Location: Cool and Cold Water Aquaculture Research2012 Annual Report
1a. Objectives (from AD-416):
1) Produce a draft reference genome sequence for rainbow trout. 2) Produce a high density SNP chip for rainbow trout.
1b. Approach (from AD-416):
1.a. Sequence the BACs from the physical map minimal tiling path (MTP) using the new Illumina sequencing platform. 1.b. Produce a dense genetic map using 5,000-10,000 SNPs from the Swanson x Whale Rock doubled haploid (DH) recombinant line of Gary Thorgaard to aid in the integration of the genetic and physical maps and the genome sequence assembly. 2.a. Add more SNPs to the current NCCCWA database of 25,000-50,000 putative SNPs using reduced representation sequencing approaches on the Thorgaard’s androgenetic DH lines and additional outbred populations of economic and scientific interest, and based on the genome sequence assembly from objective 1, select and design SNP markers for a chip of up to 50K SNPs. 2.b. Validate a subset of the SNPs using a smaller genotyping assay (e.g. Illumina’s 3K GoldenGate). 2.c. Produce a commercial high-density SNP assay for whole genome simultaneous genotyping in rainbow trout.
3. Progress Report:
This project has the overall goals of developing state of the art resources for genetic analyses in rainbow trout, primarily a genetic marker array that is constructed using information from research and commercial populations that are overlaid on the genome sequence, which must first be obtained. Significant progress was made in obtaining the genome sequence (Objective 1) and developing the genetic marker of choice, single nucleotide polymorphisms (SNP, Objective 2). Objective 1: Our strategy for sequencing the trout genome includes construction of a physical map built from small overlapping fragments of the genome which can easily be sequenced. This year we improved the physical map by adding over 20,000 new fragments to our analysis, providing a 13% increase in map information. The new map covers approximately 80% of the rainbow trout genome, of which we have sequence information for 95%; therefore the current draft of our sequence represents ~70% of the genome. A genetic map revealing the order of 5000 SNPs on trout chromosomes was constructed to aid in ordering the overlapping fragments of the physical map. Objective 2: Progress was made in identifying a set of over 109,000 SNPs from 8 research populations. The usefulness of this data set was validated on 18 populations from commercial and research sources to demonstrate the need for stringent marker selection criteria prior to construction of high-density genotyping platforms that aim to benefit all populations. To date this data set is the resource on which an international trout genotyping collaboration is being developed.
=-=-=-=-=
● What you will do:
**A)** Name every percentage figure given in the progress section of the rainbow trout report.
**B)** Quote the rainbow trout report exactly, everything from "Location: Cool and" down to "chip for rainbow trout.".
**C)** Decide whether each statement agrees with the rainbow trout report. Answer yes or no for each, and quote the words from the report that settle it.
(i) The new physical map covers about 80% of the rainbow trout genome.
(ii) The set of over 109,000 SNPs was identified from 18 research populations.
(iii) The genetic map that was constructed shows the order of 10,000 SNPs.
Nothing in the material that comes next is needed for this work.

● Dataset extract:
=-=-=-=-=
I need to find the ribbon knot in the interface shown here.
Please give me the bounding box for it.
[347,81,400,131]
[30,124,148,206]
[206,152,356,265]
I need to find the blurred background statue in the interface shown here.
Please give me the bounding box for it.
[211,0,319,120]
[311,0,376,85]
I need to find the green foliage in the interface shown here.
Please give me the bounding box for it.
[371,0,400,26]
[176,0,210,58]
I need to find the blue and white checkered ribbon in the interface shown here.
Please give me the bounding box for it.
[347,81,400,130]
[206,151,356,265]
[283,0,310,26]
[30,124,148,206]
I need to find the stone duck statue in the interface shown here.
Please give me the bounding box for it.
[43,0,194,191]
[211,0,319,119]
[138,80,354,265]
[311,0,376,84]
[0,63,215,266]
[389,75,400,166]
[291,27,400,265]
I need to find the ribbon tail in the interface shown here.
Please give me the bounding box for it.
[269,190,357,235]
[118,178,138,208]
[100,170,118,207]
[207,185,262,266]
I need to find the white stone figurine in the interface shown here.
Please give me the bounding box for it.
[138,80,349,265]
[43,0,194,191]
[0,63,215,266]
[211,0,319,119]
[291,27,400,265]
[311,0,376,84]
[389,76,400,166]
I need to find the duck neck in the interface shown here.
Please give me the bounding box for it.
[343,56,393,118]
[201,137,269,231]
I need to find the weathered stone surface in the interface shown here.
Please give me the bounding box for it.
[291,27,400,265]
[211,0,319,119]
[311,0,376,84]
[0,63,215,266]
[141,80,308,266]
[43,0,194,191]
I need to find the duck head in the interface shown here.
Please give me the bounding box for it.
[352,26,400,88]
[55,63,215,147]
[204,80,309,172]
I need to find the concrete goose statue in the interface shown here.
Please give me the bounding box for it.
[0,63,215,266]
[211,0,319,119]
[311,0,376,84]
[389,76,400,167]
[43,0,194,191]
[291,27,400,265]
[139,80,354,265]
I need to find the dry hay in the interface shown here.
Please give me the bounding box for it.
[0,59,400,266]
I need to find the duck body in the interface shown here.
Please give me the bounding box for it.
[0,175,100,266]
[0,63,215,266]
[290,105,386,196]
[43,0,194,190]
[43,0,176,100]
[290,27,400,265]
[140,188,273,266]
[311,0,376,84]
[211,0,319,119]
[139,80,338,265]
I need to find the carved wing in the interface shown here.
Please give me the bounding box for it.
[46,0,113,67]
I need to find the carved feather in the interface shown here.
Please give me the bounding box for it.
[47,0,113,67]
=-=-=-=-=
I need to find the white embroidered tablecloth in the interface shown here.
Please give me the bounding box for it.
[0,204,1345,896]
=-=-=-=-=
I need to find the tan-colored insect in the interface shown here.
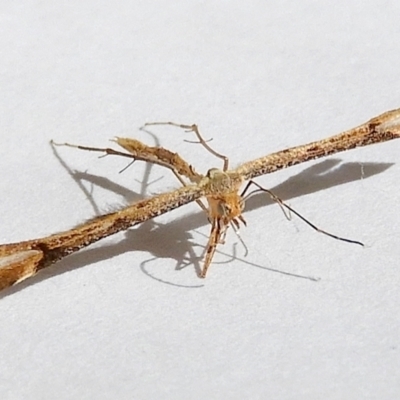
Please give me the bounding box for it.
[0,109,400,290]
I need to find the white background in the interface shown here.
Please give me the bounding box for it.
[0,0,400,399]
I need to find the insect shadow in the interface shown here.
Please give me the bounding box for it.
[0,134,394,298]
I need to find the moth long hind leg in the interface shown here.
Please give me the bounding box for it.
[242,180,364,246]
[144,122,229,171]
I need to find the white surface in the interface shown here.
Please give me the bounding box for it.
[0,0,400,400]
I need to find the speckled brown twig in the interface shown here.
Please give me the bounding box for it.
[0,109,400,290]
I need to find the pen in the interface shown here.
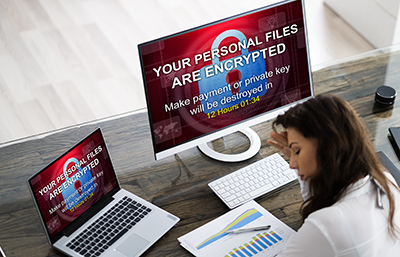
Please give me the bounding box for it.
=-=-=-=-=
● Your responses:
**A)** 13%, approximately 80%, 95%, ~70%

**B)**
Location: Cool and Cold Water Aquaculture Research2012 Annual Report
1a. Objectives (from AD-416):
1) Produce a draft reference genome sequence for rainbow trout. 2) Produce a high density SNP chip for rainbow trout.

**C)**
(i) Yes: "The new map covers approximately 80% of the rainbow trout genome"
(ii) No: "Progress was made in identifying a set of over 109,000 SNPs from 8 research populations."
(iii) No: "A genetic map revealing the order of 5000 SNPs on trout chromosomes was constructed"